▸ TEXT FOR ANALYSIS
Some of the world's biggest brands were created in a time of huge hardship
There are also big shifts happening in the entertainment space, and Fortnite, again, is a great example having recently launched the “Party Royale”. With no weapons, users don’t need to worry about defending themselves within the game, they can simply enjoy live events – in the most recent case, a Diplo gig. This is a very clear signal of Fortnite’s desire to become more than a game and seen as a virtual hangout space. This is a pretty smart move, especially during lockdown when everyone is looking for safe ways to hangout with their mates.
This opens up an entirely new realm of thought as brands will, and already have, started looking at how they can leverage digital experiences to build their brand, stay relevant, and ultimately connect in entirely new ways. How will fashion brands respond to the trend? Could this be the year when we see Surpreme’s approach to clothing drops be realised in the digital world?
Do new consumer behaviours benefit smaller companies?
By mid-March, 60% of 18-34 year olds in the UK had increased their usage of food delivery services due to COVID-19, which saw companies like Hello Fresh seeing a 66.4% YOY revenue increase.

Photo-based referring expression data
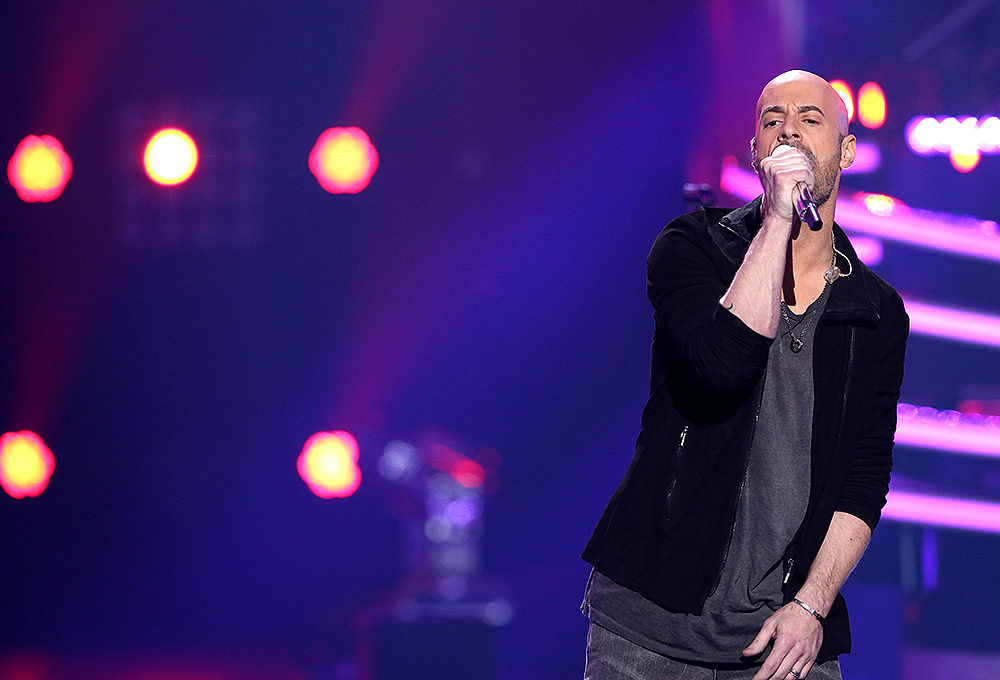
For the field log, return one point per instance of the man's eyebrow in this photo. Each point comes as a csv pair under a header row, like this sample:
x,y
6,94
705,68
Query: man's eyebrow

▸ WORK INSTRUCTIONS
- A) Reproduce the part of the passage on brands and consumer behavior starting with "This opens up" and going on through "the digital world?".
- B) According to the passage on brands and consumer behavior, what year-over-year revenue increase did Hello Fresh see?
- C) The passage on brands and consumer behavior says that brands are looking at how they can leverage digital experiences. List the aims it gives for doing so.

▸ ANSWERS
- A)
This opens up an entirely new realm of thought as brands will, and already have, started looking at how they can leverage digital experiences to build their brand, stay relevant, and ultimately connect in entirely new ways. How will fashion brands respond to the trend? Could this be the year when we see Surpreme’s approach to clothing drops be realised in the digital world?

- B) A 66.4% YOY revenue increase.

- C)
- To build their brand
- To stay relevant
- To connect in entirely new ways